# ASSIGNMENT
Each of the lines from the one that contains "Practice step: put one dot on the dark" to the end of the entries below should be output exactly.

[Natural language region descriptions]
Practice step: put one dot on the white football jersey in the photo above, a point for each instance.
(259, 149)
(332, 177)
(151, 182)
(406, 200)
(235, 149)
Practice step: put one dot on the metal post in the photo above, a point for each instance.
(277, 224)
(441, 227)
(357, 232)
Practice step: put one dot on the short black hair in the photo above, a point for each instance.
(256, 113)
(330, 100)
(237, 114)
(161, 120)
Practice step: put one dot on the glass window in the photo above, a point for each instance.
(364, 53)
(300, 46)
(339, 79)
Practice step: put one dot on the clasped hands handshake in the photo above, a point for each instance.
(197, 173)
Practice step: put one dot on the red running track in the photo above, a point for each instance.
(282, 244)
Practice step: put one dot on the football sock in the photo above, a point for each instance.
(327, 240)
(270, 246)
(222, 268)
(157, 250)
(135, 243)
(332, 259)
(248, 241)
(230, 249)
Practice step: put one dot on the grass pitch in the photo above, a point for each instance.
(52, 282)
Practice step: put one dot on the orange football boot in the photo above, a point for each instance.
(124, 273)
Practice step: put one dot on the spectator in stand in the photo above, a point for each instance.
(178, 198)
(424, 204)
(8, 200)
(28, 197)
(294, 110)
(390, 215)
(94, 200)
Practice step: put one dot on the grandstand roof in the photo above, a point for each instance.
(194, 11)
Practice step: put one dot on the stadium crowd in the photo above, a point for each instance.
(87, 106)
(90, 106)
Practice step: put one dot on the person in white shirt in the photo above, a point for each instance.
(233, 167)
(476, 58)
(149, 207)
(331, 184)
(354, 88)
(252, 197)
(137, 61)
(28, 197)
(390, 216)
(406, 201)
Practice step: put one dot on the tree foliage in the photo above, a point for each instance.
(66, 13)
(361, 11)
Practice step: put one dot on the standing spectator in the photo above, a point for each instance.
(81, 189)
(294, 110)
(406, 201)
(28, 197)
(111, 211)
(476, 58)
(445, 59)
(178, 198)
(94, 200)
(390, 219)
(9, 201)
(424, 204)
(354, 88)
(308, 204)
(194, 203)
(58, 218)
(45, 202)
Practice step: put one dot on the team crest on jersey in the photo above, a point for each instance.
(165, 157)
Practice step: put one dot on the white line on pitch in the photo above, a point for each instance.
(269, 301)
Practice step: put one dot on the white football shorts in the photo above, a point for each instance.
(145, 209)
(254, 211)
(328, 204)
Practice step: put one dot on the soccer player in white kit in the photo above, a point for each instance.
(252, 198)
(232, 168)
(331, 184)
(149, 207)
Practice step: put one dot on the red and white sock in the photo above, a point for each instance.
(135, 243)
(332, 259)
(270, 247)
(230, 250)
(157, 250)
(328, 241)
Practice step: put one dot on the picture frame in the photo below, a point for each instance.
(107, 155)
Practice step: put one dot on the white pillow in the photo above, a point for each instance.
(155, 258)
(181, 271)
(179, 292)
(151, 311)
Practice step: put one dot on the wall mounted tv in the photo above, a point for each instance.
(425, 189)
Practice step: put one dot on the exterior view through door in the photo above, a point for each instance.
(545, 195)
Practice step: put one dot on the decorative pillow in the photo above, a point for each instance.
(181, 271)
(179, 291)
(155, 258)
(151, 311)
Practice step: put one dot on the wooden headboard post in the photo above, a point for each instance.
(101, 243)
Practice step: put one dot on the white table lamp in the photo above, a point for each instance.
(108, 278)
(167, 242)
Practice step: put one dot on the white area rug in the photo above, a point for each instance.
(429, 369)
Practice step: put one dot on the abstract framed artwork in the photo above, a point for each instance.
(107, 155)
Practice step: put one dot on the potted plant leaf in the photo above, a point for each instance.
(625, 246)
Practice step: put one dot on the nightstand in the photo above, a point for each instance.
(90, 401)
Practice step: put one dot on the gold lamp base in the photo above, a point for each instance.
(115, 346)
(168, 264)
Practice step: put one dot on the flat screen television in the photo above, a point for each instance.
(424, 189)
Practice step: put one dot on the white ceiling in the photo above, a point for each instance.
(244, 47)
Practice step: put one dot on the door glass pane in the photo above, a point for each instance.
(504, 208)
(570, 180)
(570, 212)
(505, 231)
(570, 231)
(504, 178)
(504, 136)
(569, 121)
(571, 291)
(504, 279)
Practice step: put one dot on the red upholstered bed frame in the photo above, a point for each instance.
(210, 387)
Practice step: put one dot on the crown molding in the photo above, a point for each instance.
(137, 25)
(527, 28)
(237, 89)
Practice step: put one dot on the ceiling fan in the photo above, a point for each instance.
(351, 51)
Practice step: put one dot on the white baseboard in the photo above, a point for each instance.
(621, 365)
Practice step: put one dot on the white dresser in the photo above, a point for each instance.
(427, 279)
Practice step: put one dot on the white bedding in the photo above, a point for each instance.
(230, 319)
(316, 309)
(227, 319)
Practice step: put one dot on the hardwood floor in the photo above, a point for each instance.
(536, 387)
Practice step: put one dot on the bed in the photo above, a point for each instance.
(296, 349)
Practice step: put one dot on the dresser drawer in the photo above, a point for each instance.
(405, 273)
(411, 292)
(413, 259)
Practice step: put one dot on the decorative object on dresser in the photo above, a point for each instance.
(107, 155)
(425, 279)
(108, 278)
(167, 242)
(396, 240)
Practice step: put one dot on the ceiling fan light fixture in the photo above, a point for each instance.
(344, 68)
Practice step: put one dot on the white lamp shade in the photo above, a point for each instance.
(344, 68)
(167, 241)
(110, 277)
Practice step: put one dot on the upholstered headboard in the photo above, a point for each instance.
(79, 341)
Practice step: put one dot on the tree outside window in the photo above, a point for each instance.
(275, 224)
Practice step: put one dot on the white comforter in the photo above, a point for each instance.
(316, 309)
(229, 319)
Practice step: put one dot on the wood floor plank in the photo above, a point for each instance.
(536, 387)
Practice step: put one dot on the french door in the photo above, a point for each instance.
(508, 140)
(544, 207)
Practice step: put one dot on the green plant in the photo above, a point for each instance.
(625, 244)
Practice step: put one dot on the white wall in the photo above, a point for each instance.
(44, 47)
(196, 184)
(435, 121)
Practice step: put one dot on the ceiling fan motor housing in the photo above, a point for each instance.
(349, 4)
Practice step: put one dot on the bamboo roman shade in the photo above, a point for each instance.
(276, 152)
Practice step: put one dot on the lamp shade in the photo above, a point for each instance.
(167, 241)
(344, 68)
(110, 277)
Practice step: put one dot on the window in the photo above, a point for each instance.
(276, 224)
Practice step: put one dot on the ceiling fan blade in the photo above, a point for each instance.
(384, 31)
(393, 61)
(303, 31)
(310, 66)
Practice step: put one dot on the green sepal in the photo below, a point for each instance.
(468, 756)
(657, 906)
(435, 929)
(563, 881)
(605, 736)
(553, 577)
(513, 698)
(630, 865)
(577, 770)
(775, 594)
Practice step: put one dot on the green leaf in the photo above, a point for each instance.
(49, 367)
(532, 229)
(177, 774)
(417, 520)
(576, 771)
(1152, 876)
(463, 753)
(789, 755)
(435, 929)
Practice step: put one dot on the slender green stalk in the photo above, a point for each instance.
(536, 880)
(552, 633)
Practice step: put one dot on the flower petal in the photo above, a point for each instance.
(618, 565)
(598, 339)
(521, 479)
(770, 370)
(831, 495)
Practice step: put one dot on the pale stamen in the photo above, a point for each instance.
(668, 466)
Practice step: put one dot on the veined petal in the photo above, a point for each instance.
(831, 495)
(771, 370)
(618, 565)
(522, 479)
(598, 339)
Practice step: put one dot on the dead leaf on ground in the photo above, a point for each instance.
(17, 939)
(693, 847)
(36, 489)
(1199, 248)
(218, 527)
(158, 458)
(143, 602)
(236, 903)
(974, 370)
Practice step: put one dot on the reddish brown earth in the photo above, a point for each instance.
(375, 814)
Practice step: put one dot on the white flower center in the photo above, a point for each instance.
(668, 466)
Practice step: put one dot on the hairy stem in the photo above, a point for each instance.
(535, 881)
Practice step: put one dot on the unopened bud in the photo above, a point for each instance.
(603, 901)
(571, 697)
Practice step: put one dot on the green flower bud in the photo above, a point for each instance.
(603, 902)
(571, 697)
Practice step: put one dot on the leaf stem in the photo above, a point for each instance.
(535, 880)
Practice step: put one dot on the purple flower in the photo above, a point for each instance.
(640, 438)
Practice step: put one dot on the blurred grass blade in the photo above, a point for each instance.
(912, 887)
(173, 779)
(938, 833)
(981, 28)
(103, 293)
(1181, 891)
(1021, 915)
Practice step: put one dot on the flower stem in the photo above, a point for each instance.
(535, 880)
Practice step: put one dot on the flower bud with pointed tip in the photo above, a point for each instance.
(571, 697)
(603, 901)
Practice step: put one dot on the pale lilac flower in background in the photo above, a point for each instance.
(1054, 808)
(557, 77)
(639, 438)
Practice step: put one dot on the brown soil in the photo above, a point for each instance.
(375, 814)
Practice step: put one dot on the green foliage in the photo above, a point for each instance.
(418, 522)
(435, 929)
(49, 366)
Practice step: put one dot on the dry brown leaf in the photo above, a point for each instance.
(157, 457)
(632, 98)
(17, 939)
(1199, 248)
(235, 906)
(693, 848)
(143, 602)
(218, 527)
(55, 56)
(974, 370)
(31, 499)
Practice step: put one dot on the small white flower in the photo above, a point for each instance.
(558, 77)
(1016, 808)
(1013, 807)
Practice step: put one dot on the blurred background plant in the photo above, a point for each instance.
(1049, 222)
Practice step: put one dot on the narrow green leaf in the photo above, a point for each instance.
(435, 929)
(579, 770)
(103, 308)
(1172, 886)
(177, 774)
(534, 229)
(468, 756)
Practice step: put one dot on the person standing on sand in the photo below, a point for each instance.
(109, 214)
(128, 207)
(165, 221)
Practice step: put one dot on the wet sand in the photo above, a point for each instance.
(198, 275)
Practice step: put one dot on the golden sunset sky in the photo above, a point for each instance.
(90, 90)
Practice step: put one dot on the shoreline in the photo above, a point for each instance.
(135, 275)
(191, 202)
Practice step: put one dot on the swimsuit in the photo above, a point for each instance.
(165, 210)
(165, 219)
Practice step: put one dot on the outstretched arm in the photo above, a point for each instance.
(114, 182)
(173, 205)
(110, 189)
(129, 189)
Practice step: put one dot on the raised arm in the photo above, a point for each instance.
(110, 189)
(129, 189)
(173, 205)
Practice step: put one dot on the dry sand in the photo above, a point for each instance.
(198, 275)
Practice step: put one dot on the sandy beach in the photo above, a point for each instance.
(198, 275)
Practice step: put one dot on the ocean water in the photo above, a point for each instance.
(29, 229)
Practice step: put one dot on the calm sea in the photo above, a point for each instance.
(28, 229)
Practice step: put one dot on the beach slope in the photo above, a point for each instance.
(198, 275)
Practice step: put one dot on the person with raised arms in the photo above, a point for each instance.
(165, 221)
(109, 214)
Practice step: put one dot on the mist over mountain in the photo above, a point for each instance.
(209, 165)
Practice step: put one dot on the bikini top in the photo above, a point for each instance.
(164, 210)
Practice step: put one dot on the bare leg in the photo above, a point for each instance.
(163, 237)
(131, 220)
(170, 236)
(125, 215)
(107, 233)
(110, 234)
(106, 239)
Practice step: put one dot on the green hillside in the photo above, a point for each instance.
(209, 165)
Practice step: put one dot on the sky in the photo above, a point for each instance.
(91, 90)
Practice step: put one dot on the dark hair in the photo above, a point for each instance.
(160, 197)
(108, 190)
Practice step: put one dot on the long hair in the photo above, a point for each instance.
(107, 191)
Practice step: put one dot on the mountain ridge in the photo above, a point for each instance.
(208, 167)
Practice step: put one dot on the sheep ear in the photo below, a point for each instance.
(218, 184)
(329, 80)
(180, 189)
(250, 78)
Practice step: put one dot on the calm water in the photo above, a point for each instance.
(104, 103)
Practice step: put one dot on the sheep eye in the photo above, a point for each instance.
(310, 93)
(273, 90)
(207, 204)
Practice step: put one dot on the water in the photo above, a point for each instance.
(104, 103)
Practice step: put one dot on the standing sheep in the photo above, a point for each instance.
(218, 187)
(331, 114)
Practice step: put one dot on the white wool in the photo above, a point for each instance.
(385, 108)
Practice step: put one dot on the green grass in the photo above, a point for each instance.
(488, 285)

# ANSWER BOX
Practice step: put one dot on the dark hair in the photo above, a point for each instance.
(160, 197)
(108, 190)
Practice step: put one dot on the long hair in the photo above, a point for each instance.
(107, 191)
Practice step: put one dot on the mountain ridge in the photo above, a point for each instance.
(208, 167)
Practice step: put one dot on the sheep ear in the photo below, a point for each instance.
(218, 184)
(329, 80)
(180, 189)
(250, 78)
Practice step: put one dot on the calm water in the photo above, a point for each instance.
(104, 103)
Practice step: put one dot on the sheep eye in the photo above, a point for each instance.
(310, 93)
(273, 90)
(207, 204)
Practice step: put one dot on the water in the photo above, a point for each instance.
(104, 103)
Practice step: put one dot on the standing sheep in the photo above, a point for each instance.
(218, 187)
(331, 114)
Practice step: put one dot on the white wool in the photo above, a point for each instance.
(385, 108)
Practice step: put one dot on the green grass in the photo above, a point for each instance.
(488, 285)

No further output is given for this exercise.